== Dataset ==
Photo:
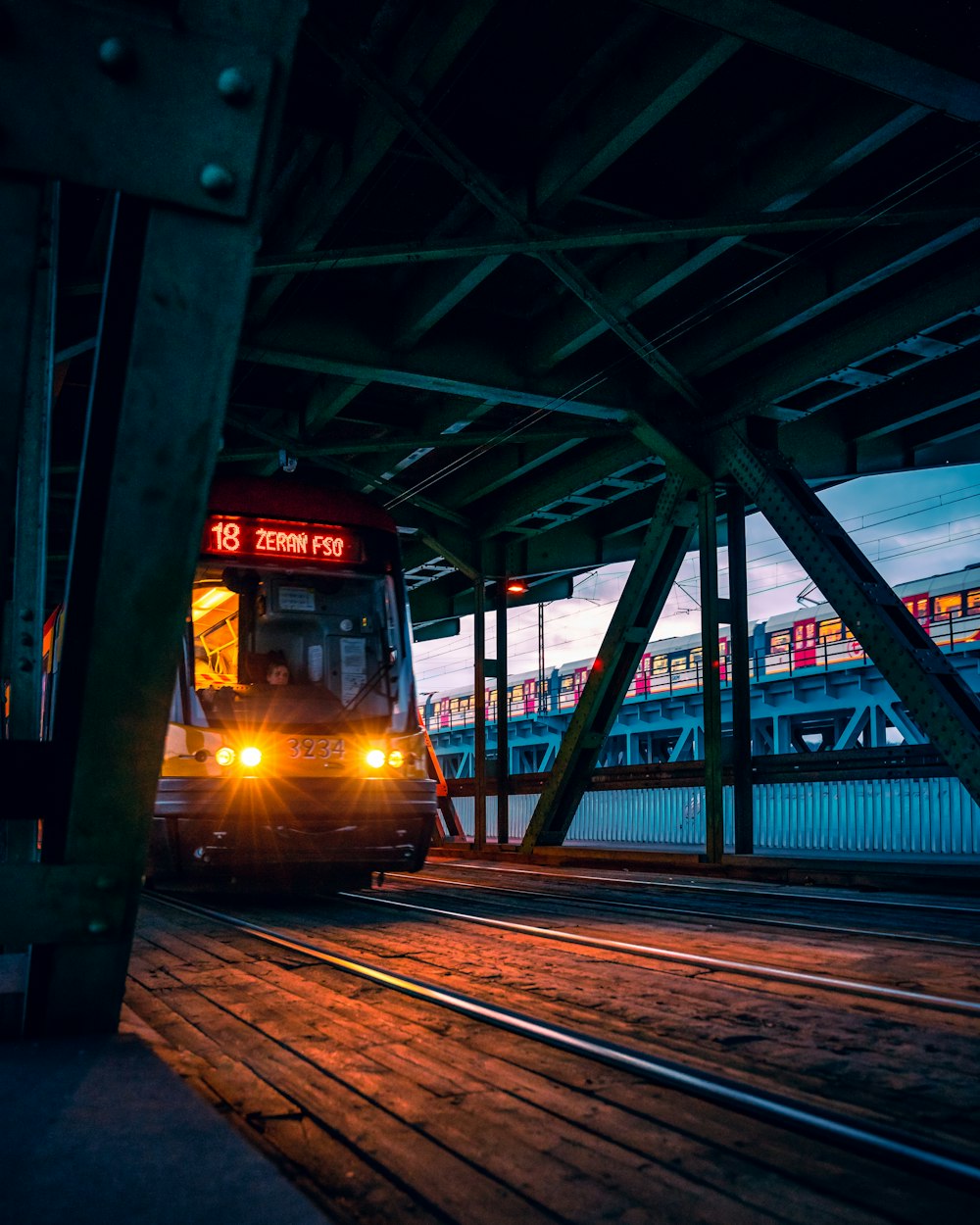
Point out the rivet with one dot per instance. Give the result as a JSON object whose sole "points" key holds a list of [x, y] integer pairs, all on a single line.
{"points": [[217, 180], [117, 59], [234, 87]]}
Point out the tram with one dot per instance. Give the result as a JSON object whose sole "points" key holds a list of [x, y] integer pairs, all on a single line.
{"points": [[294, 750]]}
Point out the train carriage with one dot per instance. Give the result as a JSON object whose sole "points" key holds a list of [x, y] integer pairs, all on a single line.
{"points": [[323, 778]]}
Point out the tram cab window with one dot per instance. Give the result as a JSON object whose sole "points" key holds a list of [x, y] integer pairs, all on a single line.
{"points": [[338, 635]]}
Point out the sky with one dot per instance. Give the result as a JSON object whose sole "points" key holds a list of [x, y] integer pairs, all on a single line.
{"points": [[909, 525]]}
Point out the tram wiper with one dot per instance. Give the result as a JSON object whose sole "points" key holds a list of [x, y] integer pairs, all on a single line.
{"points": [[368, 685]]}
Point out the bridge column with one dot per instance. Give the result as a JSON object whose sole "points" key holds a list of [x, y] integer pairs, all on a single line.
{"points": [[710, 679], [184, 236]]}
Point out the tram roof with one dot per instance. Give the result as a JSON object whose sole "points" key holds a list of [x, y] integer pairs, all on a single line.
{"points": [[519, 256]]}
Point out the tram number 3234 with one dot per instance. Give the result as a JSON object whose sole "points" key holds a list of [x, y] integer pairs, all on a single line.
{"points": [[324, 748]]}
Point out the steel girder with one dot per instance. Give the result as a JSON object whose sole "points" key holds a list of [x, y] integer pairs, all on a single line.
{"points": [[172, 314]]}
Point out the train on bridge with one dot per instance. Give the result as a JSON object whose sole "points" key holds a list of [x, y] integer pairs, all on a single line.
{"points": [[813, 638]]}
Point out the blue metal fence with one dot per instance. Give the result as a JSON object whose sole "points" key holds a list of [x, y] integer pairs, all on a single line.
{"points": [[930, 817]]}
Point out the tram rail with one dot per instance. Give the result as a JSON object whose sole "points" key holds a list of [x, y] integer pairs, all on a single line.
===
[Exercise brief]
Write out the records above exactly as they appear, leaving out any pictures.

[Correct response]
Photo:
Point out the rivet with one dot per instance. Give the result as a JSON object whose sole "points" key holds a list of [x, y] integer pairs, all on a single line.
{"points": [[217, 180], [117, 59], [234, 87]]}
Point out the tram with one dot per instance. Give the result as a JSON object whose sole "points" key holds a list of [x, y] integer pairs, all on a single line.
{"points": [[294, 750]]}
Point out the train carriage with one dot per instance. Give the result as a JSON object whose sole "points" key holds a list of [x, y] integer pairs, all on a single line.
{"points": [[323, 778]]}
Point out the tram cab window with one dot per instance. Give the result as a JSON object whose sole "points" key holds a list of [x, y] integer pairs, all on a single line.
{"points": [[338, 635]]}
Point out the sky with one dot per instance. Give the result as a JSON object whose sole "points" key holds a list of [x, y] integer pairs, all on a single line.
{"points": [[909, 525]]}
Point out the tram wiper with one dot per instance. Give the result as a JSON object whose sole "points" key holds a list of [x, y] integer pairs, all on a single line.
{"points": [[368, 685]]}
Point out the bridge column with one dot per instance. Give the result as a JSON object whose sole "points" key holds a list of [x, y] integer pairs, all on a single line.
{"points": [[710, 679], [184, 236]]}
Point out the tram roof with one dot per instance. Give the result as a JSON object whose sole "points" key holds a list of [x, y] integer pairs, all on a single line.
{"points": [[519, 256]]}
Point out the tram number 3234 with one dot per instance. Give the result as a JSON object whose sole "points" key holds a list of [x, y] integer pairs, all on a single line.
{"points": [[324, 748]]}
Point out the steel girder with one dot per instance. Give the result as a JSON object whose sole "points" key holds a list of [x, y] integer pairs, all on a single line.
{"points": [[172, 314]]}
Point out the train on bridge with one dot per instance. Give the result as a JSON object whose sole "points" key holds a list of [x, y] integer pairs, all on a single line.
{"points": [[813, 638]]}
Point out the blue metal fence with one dot per instance. Give the result as a JSON object whose sole "points" key holds a list of [x, y] integer pairs, all on a single line.
{"points": [[930, 817]]}
Point out the tram rail with one dot per instance. Give the result as a JSON object whose sole "points" key holds a list of [x, y] integer pairs, all on a single line.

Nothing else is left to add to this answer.